** BEGIN GIVEN TEXT **

What was the most challenging scene for water in the film and how did you handle it?
TN: All of the living water scenes were challenging. Probably the most tricky was a sequence where Moana keeps getting thrown off the raft and the water keeps picking her up and setting her back down on the boat. It happens a few times in a row. A couple of the movements happen and then one happens off-screen. Even though the events were different lengths, we had to make sure that it was clear to the audience from the sound what was happening because the last one happens off-screen and it’s purely a sound moment. It had to be very clear that the ocean was yet again picking her up and setting her down.
It’s tricky with water because, once you get the weight, a lot of times you don’t have any room for the little details
We ended up finding a particular sound for when it would pick her up out of the water and then another particular sound for when it would set her down on the deck of the boat. They were very distinctive plops and wet kerplunk sounds that were very similar each time so that was very clear what was happening.
There’s a huge volume of water being dropped on top of this boat and splashing all around, and that’s happening at the same time so it was tricky to find distinction in that sequence. We wanted to have certain details poke out as well. It’s tricky with water because, once you get the weight, a lot of times you don’t have any room for the little details. That balancing act can be really tricky.
One challenge for the Foley team was to create distinction between all of the organic sounds, such as the sand, grass, and leaves…
TN: I pressured the Foley team on the footsteps to work back and forth with us to try and get the sound of those just right. It can be really tricky because the sand can sound too fine or too wet or too hard. I would say their challenge was the on-land sounds and ours were more of the water sounds. For Foley, they had the natural sounds to deal with, in particular the footsteps on grass and gravel and sand and rock and all of these natural surfaces which can be really tricky to do, especially rock.
I think I tortured them slightly by sending back the rock footsteps several times before we came up with a sound that we felt was right. We wanted a sound that felt natural for what’s happening on screen. That’s what we are always trying to do, even with creatures. What you come up with has to be believable for what you see. We don’t process sounds too much, but instead find the right sound. And that’s the same with Foley I feel. We spent a lot of time searching for the right sounds rather than hammering some sound into the sound we want.
Wind and water typically occupy the same band of frequencies, so how did you balance those two elements when the characters are on an island?
It turns out, with the water you don’t really feel the wind missing. The water conveys to you all of the energy that you need for the most part.

** END GIVEN TEXT **
** BEGIN INFORMATION SHOWN **

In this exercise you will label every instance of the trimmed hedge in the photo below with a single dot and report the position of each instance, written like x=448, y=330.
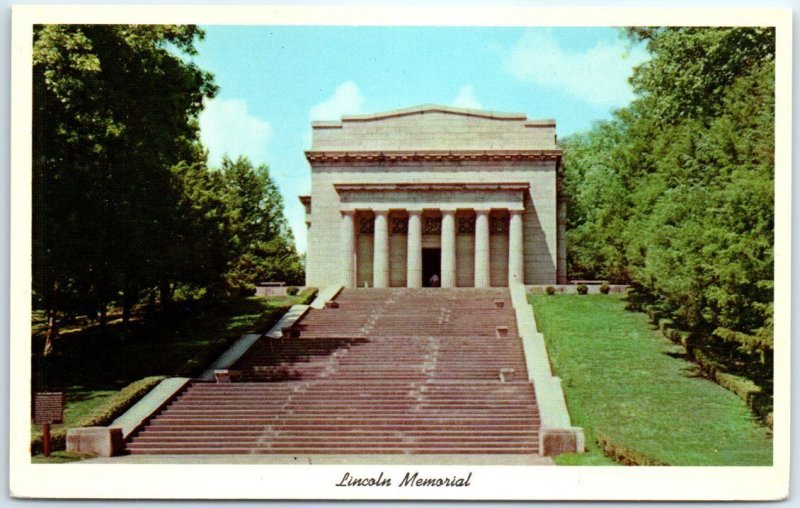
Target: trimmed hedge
x=308, y=295
x=103, y=415
x=747, y=390
x=625, y=455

** END INFORMATION SHOWN **

**TASKS TO PERFORM:**
1. In the interview about the film's sound, what kind of sounds did the team use each time the ocean picked Moana up and set her back down on the boat?
2. Rewrite the interview paragraph that begins "There's a huge volume of water" as a short bulleted list that keeps its main points.
3. Carry on the interview about the film's sound from its last sentence, keeping the same speaker and tone.

**WRITTEN ANSWERS:**
1. Distinctive plops and wet kerplunk sounds that were very similar each time.

2.
- A huge amount of water drops onto the boat and splashes around, all at once, so it was hard to keep the sounds distinct in that sequence.
- The team also wanted certain details to stand out.
- With water, once the weight is there, there is often no room left for small details.
- Balancing the two can be really tricky.

3.
TN: When we are on the water we’re not playing much in terms of wind. Typically you cut an air track, be it wind or room tone, but there was no bandwidth for that. There was no room for that. Often times when we are on the water we didn’t even bother to cut wind. The activity of the water conveys to you that there must be wind and so you don’t really miss it. There are several times when they come off the water and are climbing rocks, for instance, and there we were able to play with the wind. There that balance is much more important. Even in the big storm sequence, we’re not playing a lot of wind throughout. We look for shots where we can sneak a wind gust through. To play wind in every shot would just take up way too much of the track. And it turns out, with the water you don’t really feel the wind missing. The water conveys to you all of the energy that you need for the most part. The water takes up so much of the track any way that we just didn’t put a lot of wind in the movie except at times when we come out of the water.
There were numerous creatures in Moana. Let’s start with a small one. Can you tell me about the design for Moana’s rooster Hei Hei?
TN: Hei Hei is the comedic sidekick. They worked hard to find a place for Hei Hei in the movie, like what can Hei Hei do and how can Hei Hei fit into the story. They came up with a great way to include Hei Hei as a comedic element. I heard that people who saw the movie felt that Hei Hei was one of their favorite parts. Jeff Draheim the picture editor cuts a very elaborate track in his AVID. He pretty much covers the sound for everything, including footsteps and arm grabs. He has a temp sound for everything. Much of Hei Hei vocals, I would say 30%, came from his AVID track. He picked sounds from some very old cartoon libraries that just work perfectly for part of Hei Hei, like when Hei Hei does these simple little clucks, these ‘bouck bouck’ sounds. Jeff’s sounds work perfectly and they animated to it so it was something that we never really improved on.
Before I started my edit, I knew we were going to have this chicken and so I spent a lot of time culling the library for every chicken vocal I could find. I built little phrase packs and clucks, and big rooster crows. I built a pretty big palette of chicken sounds, and just had it at the ready. Then actor Alan Tudyk, who’s done a lot of work for Disney, was hired to also lend some vocals to Hei Hei.
I spent a lot of time culling the library for every chicken vocal I could find
He did a recording session where he improvised a whole palette of sounds as well. We relied on those for when the chicken goes particularly crazy, like when it’s being shaken all around. So in the end Hei Hei was a mix of those three things: the original clucks that Jeff had found, the Alan Tudyk vocals, and then the big palette of other chicken sounds that I cut strategically to try to match animation. There aren’t a lot of great chicken recordings and chickens don’t do a huge range of sound anyway. So we had to construct funny phrases for Hei Hei to make. I think they had this idea originally that Alan Tudyk could provide all of the vocals for the chicken — and he did provide us with a full palette of stuff, but in the end we had to pick and choose what sound was the funniest at any given moment.
We spent a lot of time in the final mix pulling vocals out because I cut in a chicken vocal for every place that I felt one might fit. We sorted through them in the final mix and decided which ones were funny and made us laugh, and which ones we didn’t need. We determined where they were really adding a comedic element to the film. The final sound for Hei Hei was a compilation of those three elements. For certain scenes, the funniest sounds were the original clucks that they animated to. So we had a lot of options and we always went with what worked best for the film.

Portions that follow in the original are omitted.